Brief =
May I have the lines from the one containing "Target: tattoo on arm" to the end of the entries, returned exactly and with nothing else?

Point-per-instance localization data =
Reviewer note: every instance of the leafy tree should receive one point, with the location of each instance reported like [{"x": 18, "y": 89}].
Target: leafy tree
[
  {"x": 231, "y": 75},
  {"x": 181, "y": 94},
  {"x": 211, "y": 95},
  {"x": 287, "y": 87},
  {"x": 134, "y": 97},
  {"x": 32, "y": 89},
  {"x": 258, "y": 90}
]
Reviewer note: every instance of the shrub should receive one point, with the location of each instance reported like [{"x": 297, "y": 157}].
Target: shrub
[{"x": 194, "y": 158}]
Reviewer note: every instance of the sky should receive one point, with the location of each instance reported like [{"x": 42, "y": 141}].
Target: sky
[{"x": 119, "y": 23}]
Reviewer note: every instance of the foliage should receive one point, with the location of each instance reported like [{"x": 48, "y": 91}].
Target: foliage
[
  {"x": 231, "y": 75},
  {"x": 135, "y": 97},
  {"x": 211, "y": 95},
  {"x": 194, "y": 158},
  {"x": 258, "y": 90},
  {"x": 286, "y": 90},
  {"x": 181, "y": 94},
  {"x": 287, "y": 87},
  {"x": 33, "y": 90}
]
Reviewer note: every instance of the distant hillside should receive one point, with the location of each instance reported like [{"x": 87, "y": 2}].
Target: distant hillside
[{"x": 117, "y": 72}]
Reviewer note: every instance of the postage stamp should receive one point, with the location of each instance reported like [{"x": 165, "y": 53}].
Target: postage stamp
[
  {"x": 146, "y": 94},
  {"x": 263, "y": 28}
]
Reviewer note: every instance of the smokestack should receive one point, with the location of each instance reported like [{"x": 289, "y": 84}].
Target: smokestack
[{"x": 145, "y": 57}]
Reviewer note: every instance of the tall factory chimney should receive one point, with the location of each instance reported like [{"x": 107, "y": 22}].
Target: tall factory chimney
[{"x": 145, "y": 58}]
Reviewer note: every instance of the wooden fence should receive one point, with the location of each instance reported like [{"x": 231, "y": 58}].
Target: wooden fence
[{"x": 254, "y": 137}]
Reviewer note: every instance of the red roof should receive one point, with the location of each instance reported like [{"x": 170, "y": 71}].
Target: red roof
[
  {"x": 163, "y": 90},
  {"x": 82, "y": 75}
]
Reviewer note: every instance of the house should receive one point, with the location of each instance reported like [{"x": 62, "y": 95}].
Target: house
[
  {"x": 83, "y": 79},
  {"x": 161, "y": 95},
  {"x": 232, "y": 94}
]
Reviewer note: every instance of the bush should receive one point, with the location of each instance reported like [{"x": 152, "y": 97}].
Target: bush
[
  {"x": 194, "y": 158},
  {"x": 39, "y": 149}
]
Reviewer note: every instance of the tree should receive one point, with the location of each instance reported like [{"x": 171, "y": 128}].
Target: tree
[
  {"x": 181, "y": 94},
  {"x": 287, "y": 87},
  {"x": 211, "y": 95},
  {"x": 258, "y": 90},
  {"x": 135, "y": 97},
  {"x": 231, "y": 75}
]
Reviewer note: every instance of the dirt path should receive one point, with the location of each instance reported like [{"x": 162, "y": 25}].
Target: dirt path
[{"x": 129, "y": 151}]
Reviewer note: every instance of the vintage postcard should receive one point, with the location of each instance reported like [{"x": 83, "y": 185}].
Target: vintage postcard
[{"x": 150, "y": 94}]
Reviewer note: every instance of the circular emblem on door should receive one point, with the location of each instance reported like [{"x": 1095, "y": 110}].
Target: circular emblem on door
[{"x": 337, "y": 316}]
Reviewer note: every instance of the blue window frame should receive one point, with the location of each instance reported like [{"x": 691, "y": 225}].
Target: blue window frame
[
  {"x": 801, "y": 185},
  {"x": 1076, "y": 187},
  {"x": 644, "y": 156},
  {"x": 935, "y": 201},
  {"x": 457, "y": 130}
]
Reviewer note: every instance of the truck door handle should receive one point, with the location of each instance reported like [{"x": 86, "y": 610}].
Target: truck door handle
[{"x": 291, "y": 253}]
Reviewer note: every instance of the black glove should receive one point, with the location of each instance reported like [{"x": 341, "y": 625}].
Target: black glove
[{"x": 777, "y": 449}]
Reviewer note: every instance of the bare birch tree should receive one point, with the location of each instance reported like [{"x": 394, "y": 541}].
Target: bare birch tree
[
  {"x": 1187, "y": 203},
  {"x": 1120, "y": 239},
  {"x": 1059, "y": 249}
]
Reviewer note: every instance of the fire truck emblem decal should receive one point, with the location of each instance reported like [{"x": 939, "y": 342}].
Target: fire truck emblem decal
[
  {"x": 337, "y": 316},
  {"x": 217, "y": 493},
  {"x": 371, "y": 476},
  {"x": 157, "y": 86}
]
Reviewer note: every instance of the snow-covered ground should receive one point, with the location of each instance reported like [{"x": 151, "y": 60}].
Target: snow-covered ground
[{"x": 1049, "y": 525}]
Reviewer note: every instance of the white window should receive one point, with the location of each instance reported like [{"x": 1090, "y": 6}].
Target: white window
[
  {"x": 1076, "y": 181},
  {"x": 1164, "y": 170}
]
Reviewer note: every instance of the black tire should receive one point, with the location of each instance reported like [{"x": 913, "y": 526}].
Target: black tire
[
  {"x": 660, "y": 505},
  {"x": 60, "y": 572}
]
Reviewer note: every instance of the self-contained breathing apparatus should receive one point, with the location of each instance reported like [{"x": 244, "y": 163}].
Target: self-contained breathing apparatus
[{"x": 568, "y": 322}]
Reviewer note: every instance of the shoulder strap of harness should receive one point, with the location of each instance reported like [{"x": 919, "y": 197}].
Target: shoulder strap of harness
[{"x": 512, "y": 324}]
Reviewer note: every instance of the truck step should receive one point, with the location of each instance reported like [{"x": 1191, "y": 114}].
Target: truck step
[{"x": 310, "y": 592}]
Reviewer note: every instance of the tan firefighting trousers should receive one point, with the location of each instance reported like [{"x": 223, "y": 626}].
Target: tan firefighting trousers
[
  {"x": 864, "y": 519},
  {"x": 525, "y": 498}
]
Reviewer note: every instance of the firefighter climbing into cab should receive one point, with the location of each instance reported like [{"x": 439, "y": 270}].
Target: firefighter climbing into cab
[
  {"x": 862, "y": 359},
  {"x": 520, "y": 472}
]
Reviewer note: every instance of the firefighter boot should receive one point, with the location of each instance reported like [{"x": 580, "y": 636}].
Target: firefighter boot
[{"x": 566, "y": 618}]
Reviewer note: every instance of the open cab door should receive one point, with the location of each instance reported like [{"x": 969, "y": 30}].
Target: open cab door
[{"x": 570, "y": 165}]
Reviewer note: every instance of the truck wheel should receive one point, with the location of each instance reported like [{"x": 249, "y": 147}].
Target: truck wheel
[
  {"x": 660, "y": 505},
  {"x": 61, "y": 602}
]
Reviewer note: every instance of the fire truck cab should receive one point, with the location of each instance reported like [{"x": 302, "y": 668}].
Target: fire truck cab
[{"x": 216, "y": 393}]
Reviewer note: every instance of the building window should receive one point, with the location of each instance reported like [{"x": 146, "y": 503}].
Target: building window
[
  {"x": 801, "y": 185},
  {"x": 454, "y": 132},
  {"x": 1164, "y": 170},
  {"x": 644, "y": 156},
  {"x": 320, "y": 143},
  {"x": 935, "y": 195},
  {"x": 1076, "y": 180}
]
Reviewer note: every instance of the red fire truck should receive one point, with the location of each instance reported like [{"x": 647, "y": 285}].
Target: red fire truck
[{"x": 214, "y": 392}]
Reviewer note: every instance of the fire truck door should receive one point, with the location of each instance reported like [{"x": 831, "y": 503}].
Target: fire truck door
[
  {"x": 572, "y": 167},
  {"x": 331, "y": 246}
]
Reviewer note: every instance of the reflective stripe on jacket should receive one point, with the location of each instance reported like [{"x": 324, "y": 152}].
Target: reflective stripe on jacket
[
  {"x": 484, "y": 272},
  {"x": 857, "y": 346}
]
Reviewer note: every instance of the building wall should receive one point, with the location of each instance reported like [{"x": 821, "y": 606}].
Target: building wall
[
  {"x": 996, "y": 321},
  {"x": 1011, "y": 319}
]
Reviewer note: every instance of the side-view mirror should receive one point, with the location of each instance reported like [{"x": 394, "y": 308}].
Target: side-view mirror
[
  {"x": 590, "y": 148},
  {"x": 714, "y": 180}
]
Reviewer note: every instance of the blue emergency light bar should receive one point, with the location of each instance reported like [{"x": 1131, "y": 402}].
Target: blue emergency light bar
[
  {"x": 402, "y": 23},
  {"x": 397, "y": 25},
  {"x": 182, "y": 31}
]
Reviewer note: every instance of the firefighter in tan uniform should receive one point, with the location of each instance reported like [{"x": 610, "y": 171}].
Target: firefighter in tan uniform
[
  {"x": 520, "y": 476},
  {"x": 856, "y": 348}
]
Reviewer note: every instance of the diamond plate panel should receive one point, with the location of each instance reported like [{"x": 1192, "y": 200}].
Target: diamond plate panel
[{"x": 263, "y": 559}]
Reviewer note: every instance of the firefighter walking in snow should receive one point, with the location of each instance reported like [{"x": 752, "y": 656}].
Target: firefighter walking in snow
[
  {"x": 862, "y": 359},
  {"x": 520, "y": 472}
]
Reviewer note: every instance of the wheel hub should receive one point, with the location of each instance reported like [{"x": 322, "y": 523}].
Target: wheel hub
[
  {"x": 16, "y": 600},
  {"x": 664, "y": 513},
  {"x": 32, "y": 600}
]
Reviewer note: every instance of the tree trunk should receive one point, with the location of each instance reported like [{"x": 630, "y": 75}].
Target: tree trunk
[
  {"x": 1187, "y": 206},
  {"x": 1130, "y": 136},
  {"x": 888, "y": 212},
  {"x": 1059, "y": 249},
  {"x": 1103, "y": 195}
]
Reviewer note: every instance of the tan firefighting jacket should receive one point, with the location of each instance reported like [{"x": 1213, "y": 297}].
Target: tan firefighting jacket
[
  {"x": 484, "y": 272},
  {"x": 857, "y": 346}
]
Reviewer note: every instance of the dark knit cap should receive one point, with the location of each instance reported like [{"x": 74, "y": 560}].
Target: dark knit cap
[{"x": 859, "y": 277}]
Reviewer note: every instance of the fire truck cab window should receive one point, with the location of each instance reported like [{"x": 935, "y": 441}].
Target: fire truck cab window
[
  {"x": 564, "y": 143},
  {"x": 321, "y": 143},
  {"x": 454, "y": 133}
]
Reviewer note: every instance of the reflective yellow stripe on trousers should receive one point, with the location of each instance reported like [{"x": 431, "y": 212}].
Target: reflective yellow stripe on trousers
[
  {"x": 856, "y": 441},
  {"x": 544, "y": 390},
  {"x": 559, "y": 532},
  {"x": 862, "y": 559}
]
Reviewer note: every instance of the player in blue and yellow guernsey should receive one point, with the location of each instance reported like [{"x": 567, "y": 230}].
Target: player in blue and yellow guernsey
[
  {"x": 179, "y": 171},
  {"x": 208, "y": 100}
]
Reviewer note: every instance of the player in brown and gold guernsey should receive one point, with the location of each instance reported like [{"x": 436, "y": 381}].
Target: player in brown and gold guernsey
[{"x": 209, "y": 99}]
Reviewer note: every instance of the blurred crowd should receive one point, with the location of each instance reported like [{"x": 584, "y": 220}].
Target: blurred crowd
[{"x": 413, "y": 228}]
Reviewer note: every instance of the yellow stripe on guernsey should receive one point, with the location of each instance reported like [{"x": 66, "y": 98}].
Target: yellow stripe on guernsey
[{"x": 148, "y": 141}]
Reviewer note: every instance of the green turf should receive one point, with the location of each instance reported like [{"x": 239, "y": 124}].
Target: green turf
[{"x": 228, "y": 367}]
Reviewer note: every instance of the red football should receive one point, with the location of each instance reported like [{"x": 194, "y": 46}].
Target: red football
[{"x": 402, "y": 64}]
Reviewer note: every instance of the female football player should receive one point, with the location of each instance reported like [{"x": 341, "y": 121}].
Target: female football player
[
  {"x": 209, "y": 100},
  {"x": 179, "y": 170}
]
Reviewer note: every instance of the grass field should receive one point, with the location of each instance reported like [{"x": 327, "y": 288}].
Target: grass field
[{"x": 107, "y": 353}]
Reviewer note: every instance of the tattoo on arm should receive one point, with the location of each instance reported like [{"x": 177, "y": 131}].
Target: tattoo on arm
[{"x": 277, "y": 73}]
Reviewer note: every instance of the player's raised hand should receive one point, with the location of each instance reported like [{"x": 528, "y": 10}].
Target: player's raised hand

Solution =
Target: tattoo on arm
[{"x": 277, "y": 73}]
Reviewer note: every instance of the player's raised hand should receive one point, with the location of each instance reported like [{"x": 528, "y": 10}].
Target: player's raised hand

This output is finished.